- ASSIGNMENT 1
Reproduce the section of the tree cricket text that begins with the words containing "Both findings underline" and ends with "these ‘simple’ organisms.".
- ASSIGNMENT 2
In the tree cricket text, what do male tree crickets manufacture to make themselves louder?

Crickets use sound to find mates. The louder their sound is the further it reaches. The textbooks say that they increase their acoustic space using just morphology and mechanics. Song producing wings and females ears resonate at the same frequency enhancing the size of their acoustic space. But some crickets didn’t read the textbook. In this talk, I will present some research on the Oecanthines, beautiful insects called tree crickets. Males tree crickets use a behavioural strategy to make themselves louder. They manufacture a baffle, a tool that makes them louder. In fact, using a series of models and experiments, we showed that they optimize their tools. In fact, a deeper dive into this question of singing efficiency has led us to realize that other crickets may also be using other environmental power boosting mechanisms.
Not to be outdone, tree cricket females, use an amplifier. Female tree crickets have an physiological amplification system that boosts their auditory mechanics. Using careful neurobiology we show that the amplifier doesn’t actually make them more sensitive than other crickets, as previously speculated. Rather, it allows them to change the frequency that they are sensitive to. What is even more remarkable is that this amplification is achieved through the activity of only a handful of motor proteins vibrating the ciliated dendrites in their mechanosensory neurons.
Both findings underline the poverty of our descriptions of invertebrate behaviour and biophysics, and point to a wealth of innovations yet to be discovered even among these ‘simple’ organisms.

- INPUT DATA

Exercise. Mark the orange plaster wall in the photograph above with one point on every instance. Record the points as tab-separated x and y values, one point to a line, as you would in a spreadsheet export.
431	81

- ANSWER BOX 1
Both findings underline the poverty of our descriptions of invertebrate behaviour and biophysics, and point to a wealth of innovations yet to be discovered even among these ‘simple’ organisms.

- ANSWER BOX 2
A baffle.